> [Task item]
When you transcribe the data below, reproduce every line exactly and leave each picture out.

======== Data extract ========

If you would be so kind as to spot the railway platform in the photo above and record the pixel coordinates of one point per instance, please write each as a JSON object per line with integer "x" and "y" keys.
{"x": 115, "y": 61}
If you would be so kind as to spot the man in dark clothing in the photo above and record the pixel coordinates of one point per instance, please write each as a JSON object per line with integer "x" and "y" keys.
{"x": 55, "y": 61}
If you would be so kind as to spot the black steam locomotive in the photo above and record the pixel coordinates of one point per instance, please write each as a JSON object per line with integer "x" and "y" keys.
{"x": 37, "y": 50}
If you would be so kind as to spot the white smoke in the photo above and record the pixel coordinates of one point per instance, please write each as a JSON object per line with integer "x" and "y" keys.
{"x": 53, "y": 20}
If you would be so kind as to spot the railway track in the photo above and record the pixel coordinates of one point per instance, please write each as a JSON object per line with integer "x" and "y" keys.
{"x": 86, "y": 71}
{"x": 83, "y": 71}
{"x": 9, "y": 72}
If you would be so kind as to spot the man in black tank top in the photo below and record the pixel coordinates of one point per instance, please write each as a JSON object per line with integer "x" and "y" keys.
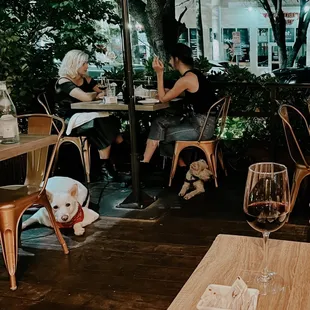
{"x": 199, "y": 96}
{"x": 202, "y": 100}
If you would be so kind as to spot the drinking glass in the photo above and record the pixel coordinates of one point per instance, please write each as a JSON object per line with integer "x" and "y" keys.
{"x": 266, "y": 207}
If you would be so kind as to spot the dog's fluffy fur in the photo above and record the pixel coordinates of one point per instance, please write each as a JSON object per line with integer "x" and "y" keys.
{"x": 198, "y": 169}
{"x": 65, "y": 195}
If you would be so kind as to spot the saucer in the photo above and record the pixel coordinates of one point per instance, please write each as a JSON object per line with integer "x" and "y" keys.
{"x": 149, "y": 101}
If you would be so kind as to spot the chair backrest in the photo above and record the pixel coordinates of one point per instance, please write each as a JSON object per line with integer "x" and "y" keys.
{"x": 40, "y": 124}
{"x": 44, "y": 102}
{"x": 286, "y": 113}
{"x": 42, "y": 98}
{"x": 220, "y": 109}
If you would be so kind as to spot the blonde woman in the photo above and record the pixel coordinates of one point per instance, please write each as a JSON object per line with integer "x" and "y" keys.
{"x": 73, "y": 86}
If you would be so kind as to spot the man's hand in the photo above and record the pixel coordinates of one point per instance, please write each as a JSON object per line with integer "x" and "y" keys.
{"x": 158, "y": 65}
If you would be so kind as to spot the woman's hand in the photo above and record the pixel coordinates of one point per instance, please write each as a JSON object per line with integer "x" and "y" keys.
{"x": 100, "y": 95}
{"x": 158, "y": 65}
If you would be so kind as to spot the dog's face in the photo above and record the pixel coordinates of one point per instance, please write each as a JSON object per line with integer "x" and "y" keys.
{"x": 201, "y": 170}
{"x": 65, "y": 205}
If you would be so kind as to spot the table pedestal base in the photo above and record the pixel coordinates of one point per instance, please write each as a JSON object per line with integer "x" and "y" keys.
{"x": 131, "y": 203}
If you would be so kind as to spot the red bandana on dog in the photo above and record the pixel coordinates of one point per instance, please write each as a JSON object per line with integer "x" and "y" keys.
{"x": 78, "y": 217}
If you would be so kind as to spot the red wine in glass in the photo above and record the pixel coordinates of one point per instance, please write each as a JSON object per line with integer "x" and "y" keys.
{"x": 266, "y": 216}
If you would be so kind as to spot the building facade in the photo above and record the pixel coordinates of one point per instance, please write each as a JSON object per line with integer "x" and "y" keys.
{"x": 240, "y": 32}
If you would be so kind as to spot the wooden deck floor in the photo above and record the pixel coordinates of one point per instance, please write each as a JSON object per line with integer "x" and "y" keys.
{"x": 128, "y": 264}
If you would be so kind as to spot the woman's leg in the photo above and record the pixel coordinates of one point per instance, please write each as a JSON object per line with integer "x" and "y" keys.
{"x": 105, "y": 153}
{"x": 151, "y": 146}
{"x": 119, "y": 139}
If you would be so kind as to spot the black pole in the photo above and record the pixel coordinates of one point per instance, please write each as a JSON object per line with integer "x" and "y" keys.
{"x": 129, "y": 99}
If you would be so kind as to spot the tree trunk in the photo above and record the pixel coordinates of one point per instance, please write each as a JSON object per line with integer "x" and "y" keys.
{"x": 200, "y": 28}
{"x": 279, "y": 34}
{"x": 161, "y": 27}
{"x": 292, "y": 57}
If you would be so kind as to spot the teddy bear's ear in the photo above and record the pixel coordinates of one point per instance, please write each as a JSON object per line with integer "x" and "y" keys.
{"x": 73, "y": 191}
{"x": 49, "y": 196}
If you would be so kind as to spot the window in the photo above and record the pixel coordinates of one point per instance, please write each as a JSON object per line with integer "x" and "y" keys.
{"x": 233, "y": 50}
{"x": 262, "y": 47}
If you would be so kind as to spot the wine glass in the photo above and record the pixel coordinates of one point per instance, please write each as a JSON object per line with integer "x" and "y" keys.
{"x": 266, "y": 207}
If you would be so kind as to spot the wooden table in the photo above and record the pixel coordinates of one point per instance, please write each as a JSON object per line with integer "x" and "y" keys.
{"x": 27, "y": 143}
{"x": 230, "y": 256}
{"x": 99, "y": 106}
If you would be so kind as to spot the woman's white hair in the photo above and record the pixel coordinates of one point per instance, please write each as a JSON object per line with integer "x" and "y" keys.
{"x": 72, "y": 61}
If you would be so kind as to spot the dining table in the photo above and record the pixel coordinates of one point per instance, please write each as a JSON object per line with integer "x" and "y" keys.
{"x": 232, "y": 256}
{"x": 26, "y": 144}
{"x": 98, "y": 105}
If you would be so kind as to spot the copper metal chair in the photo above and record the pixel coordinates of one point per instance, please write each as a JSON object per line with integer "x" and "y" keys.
{"x": 16, "y": 199}
{"x": 210, "y": 147}
{"x": 302, "y": 168}
{"x": 80, "y": 142}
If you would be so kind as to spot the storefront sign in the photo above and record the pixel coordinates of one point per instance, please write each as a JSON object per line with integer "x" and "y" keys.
{"x": 238, "y": 50}
{"x": 193, "y": 41}
{"x": 290, "y": 17}
{"x": 236, "y": 37}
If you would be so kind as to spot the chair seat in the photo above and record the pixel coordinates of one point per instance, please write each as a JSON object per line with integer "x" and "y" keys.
{"x": 13, "y": 192}
{"x": 198, "y": 142}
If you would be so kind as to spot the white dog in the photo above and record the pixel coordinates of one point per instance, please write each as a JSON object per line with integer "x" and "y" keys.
{"x": 69, "y": 200}
{"x": 197, "y": 174}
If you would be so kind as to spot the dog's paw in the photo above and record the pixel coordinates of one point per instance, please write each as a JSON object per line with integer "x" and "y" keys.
{"x": 182, "y": 193}
{"x": 188, "y": 196}
{"x": 79, "y": 231}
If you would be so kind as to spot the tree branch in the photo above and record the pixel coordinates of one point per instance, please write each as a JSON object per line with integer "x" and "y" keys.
{"x": 182, "y": 14}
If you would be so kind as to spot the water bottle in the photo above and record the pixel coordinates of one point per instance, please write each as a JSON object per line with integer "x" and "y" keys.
{"x": 9, "y": 132}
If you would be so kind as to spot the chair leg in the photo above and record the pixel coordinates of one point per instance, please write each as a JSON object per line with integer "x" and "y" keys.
{"x": 9, "y": 243}
{"x": 86, "y": 159}
{"x": 221, "y": 160}
{"x": 214, "y": 165}
{"x": 44, "y": 202}
{"x": 56, "y": 158}
{"x": 174, "y": 164}
{"x": 299, "y": 175}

========

> [Output for this exercise]
If you would be so kind as to spot the railway platform in the photo above and record the pixel coordinates of one point per instance, please write each as a JSON object per line with integer "x" and "y" keys.
{"x": 115, "y": 61}
If you would be so kind as to spot the man in dark clothing in the photo above and record the pixel coordinates of one point per instance, please write each as a JSON object per line with integer "x" and "y" keys.
{"x": 55, "y": 61}
If you would be so kind as to spot the black steam locomotive in the photo above and record the pixel coordinates of one point per instance, please write each as a JSON object per line with integer "x" and "y" keys.
{"x": 37, "y": 50}
If you would be so kind as to spot the white smoke in the photo above and record the pixel coordinates of one point per instance, please write each as a JSON object per line with integer "x" and "y" keys.
{"x": 53, "y": 20}
If you would be so kind as to spot the railway track in the photo above and record the pixel coordinates of one point per instance, please write each as a JSON object per line with integer "x" and "y" keys.
{"x": 86, "y": 71}
{"x": 83, "y": 71}
{"x": 9, "y": 72}
If you would be so kind as to spot the man in black tank top in the photo below and record the pixel coordinates of one point per instance, please write each as a JSON object per line with integer "x" and "y" keys.
{"x": 199, "y": 96}
{"x": 202, "y": 100}
If you would be so kind as to spot the drinking glass in the photo above and record the pixel coordinates of one point per instance, please write each as a JSON object per line with integer "x" and "y" keys.
{"x": 266, "y": 207}
If you would be so kind as to spot the dog's fluffy fur in the photo above and record the pixel coordinates of one point per instance, please write each as a JSON object per line with integer "x" and "y" keys.
{"x": 198, "y": 169}
{"x": 65, "y": 195}
If you would be so kind as to spot the saucer in the photo above and record the pixel coordinates of one point per instance, please write each as a JSON object per line with integer "x" and "y" keys.
{"x": 149, "y": 101}
If you would be so kind as to spot the chair backrest in the photo above and record the pixel coordinates of one point per instance, please write each as a JSON object per line with integer "x" and "y" keys.
{"x": 40, "y": 124}
{"x": 44, "y": 102}
{"x": 286, "y": 113}
{"x": 42, "y": 98}
{"x": 220, "y": 109}
If you would be so kind as to spot the blonde woman in the photo above and record the pixel coordinates of one point per instance, please write each as a JSON object per line with integer "x" and "y" keys.
{"x": 73, "y": 86}
If you would be so kind as to spot the man's hand in the photo above and record the pixel coordinates of one point per instance, please write each as a JSON object per line with integer "x" and "y" keys.
{"x": 158, "y": 65}
If you would be so kind as to spot the woman's hand in the photo above and record the pixel coordinates of one point per instance, please write each as a JSON object per line with integer "x" and "y" keys.
{"x": 100, "y": 95}
{"x": 158, "y": 65}
If you would be so kind as to spot the dog's face in the photo above and record the pixel coordinates of one point per instance, please write each as a JSON object per line with integer "x" and "y" keys.
{"x": 201, "y": 170}
{"x": 65, "y": 205}
If you would be so kind as to spot the table pedestal base in the photo above and record the pixel coordinates of one point per instance, please write each as a JSON object per line with integer "x" and "y" keys.
{"x": 131, "y": 203}
If you would be so kind as to spot the red bandana on dog in the photo above and record the pixel coordinates of one point per instance, please write each as a JSON object per line with integer "x" and "y" keys.
{"x": 78, "y": 217}
If you would be so kind as to spot the red wine in glass in the photo above and record the pixel coordinates of one point per instance, please write each as a JSON object per line with integer "x" and "y" keys.
{"x": 266, "y": 216}
If you would be so kind as to spot the building facade in the photo above and record the pixel coordinates of one point per instance, please write each as a JSON object per line with integer "x" and "y" keys.
{"x": 240, "y": 32}
If you would be so kind as to spot the wooden deck floor in the photo above and record the pixel coordinates of one point per instance, please write each as a JSON object per line with integer "x" and "y" keys.
{"x": 128, "y": 264}
If you would be so kind as to spot the woman's leg in the photo above and record the pixel coordinates of one point per instance, please write each as a JSON object per line with integer "x" and "y" keys.
{"x": 105, "y": 153}
{"x": 151, "y": 146}
{"x": 119, "y": 139}
If you would be so kind as to spot the black pole in the photo above and record the pixel coordinates of one point per instance, please write each as a JSON object per line with integer "x" and "y" keys.
{"x": 129, "y": 99}
If you would be so kind as to spot the tree trunk in the photo above and record the pixel coordinates of one point per instance, please write each as a JSON object per line with integer "x" and "y" keys.
{"x": 200, "y": 28}
{"x": 279, "y": 34}
{"x": 161, "y": 27}
{"x": 292, "y": 57}
If you would be so kind as to spot the teddy bear's ear in the photo above and record the pixel coordinates of one point per instance, please write each as a JSON object per line with integer "x" and "y" keys.
{"x": 73, "y": 191}
{"x": 49, "y": 196}
If you would be so kind as to spot the window in the photo above and record the pixel coordinates of one point per instance, please write each as a JSON object per line with integer "x" and "y" keys.
{"x": 233, "y": 50}
{"x": 262, "y": 47}
If you would be so kind as to spot the wine glass in the photo above and record the pixel coordinates of one point per instance, please write each as a JSON object per line with integer "x" and "y" keys.
{"x": 266, "y": 207}
If you would be so kind as to spot the wooden table in the photo above and record the pixel coordinates of one point per instance, please write each as a JSON object per line with integer "x" and "y" keys.
{"x": 27, "y": 143}
{"x": 230, "y": 256}
{"x": 99, "y": 106}
If you would be so kind as to spot the woman's white hair in the photo above and record the pixel coordinates of one point per instance, please write each as a JSON object per line with integer "x" and "y" keys.
{"x": 72, "y": 61}
If you would be so kind as to spot the dining table in the photo above and record the pixel coordinates of one point per instance, please write each as a JSON object per line with integer "x" and "y" keys.
{"x": 232, "y": 256}
{"x": 26, "y": 144}
{"x": 98, "y": 105}
If you would be so kind as to spot the copper metal chair in the photo above and record the pixel coordinates of one point per instance, please write each as a JSON object per line with integer "x" and "y" keys.
{"x": 16, "y": 199}
{"x": 210, "y": 147}
{"x": 302, "y": 168}
{"x": 80, "y": 142}
If you would be so kind as to spot the storefront sign in the photo above and record the pixel coordinates of one point per instance, please write each as a JSON object per line with integer "x" and "y" keys.
{"x": 238, "y": 50}
{"x": 193, "y": 41}
{"x": 290, "y": 17}
{"x": 236, "y": 37}
If you would be so kind as to spot the chair seat in the photo above and record the pixel coordinates of one point per instance, please write each as a JSON object per line with integer "x" and "y" keys.
{"x": 13, "y": 192}
{"x": 198, "y": 142}
If you would be so kind as to spot the white dog in the photo above and record the pixel coordinates of one point per instance, please write each as a JSON object per line with integer "x" and "y" keys.
{"x": 69, "y": 200}
{"x": 197, "y": 174}
If you would be so kind as to spot the dog's paw in the photo above and record the pixel coordinates of one point per instance, please write each as a JSON object per line with integer "x" and "y" keys.
{"x": 182, "y": 193}
{"x": 188, "y": 196}
{"x": 79, "y": 231}
If you would be so kind as to spot the tree branch in the photo above and record the pixel coordinates of one point per instance, please write each as a JSON object per line with integer "x" and "y" keys.
{"x": 182, "y": 14}
If you would be so kind as to spot the water bottle in the photo above and record the pixel coordinates of one point per instance, please write each as a JSON object per line with integer "x" and "y" keys.
{"x": 9, "y": 132}
If you would be so kind as to spot the chair leg in the photo above and record the pixel coordinates of one point per instance, please write each as a JSON object per line with integer "x" and "y" keys.
{"x": 9, "y": 243}
{"x": 86, "y": 159}
{"x": 221, "y": 160}
{"x": 214, "y": 165}
{"x": 44, "y": 202}
{"x": 56, "y": 158}
{"x": 174, "y": 164}
{"x": 299, "y": 175}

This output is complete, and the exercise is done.